Task prompt: Retype exactly the lines from the line with "In this exercise you will label the postcard" to the end of the data, keeping both boundary lines.
* * *
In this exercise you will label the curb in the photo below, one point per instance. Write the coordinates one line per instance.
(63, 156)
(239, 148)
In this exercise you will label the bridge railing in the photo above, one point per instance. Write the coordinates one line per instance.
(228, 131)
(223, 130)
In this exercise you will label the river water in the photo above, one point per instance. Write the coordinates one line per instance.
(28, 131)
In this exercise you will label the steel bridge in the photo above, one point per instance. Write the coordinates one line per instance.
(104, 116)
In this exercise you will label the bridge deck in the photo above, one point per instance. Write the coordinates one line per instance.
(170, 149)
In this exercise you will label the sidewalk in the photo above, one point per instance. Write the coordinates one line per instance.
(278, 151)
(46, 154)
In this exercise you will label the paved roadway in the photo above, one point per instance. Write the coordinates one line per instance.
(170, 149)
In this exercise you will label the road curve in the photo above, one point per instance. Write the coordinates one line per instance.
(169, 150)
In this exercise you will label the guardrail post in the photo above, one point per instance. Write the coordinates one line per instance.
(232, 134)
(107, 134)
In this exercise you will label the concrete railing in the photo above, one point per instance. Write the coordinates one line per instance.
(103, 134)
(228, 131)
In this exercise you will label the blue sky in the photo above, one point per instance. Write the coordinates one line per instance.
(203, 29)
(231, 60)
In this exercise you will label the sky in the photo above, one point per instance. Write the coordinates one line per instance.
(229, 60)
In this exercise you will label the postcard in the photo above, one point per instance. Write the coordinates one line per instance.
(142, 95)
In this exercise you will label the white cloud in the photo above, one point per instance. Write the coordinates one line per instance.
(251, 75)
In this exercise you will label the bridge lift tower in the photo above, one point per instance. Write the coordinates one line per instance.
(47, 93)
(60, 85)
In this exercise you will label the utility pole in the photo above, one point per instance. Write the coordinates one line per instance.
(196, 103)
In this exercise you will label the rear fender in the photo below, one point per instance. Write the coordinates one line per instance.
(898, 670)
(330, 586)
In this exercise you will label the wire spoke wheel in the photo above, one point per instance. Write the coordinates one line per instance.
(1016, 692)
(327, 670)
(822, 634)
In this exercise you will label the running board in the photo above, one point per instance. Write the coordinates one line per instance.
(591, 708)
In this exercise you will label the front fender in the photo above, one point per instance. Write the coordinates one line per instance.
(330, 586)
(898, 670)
* * *
Written response:
In this exercise you will label the postcard in the photo above, one point per instance. Write the coordinates one line per instance.
(142, 95)
In this exercise you will label the white cloud in the photo above, one point per instance. Write the coordinates one line per instance.
(251, 75)
In this exercise you will label the bridge lift tower in the photo above, one point per instance. Write the coordinates one line per instance.
(47, 93)
(60, 85)
In this exercise you will label the utility pole in the photo above, one point per instance. Write the coordinates one line per instance.
(196, 103)
In this exercise you will label the rear fender in the photo below, one point per instance. Write the coordinates one line per instance.
(898, 670)
(330, 586)
In this exercise you will label the wire spoke wheel in the photo above, one point per instance. Write the coordinates one line per instance.
(1016, 692)
(327, 670)
(822, 634)
In this exercise you will label the running board in the photo above, one point per instance. Write the coordinates one line per instance.
(591, 708)
In this exercise you will label the front fender in the photo above, one point per instance. Write the coordinates one line per instance.
(330, 586)
(898, 670)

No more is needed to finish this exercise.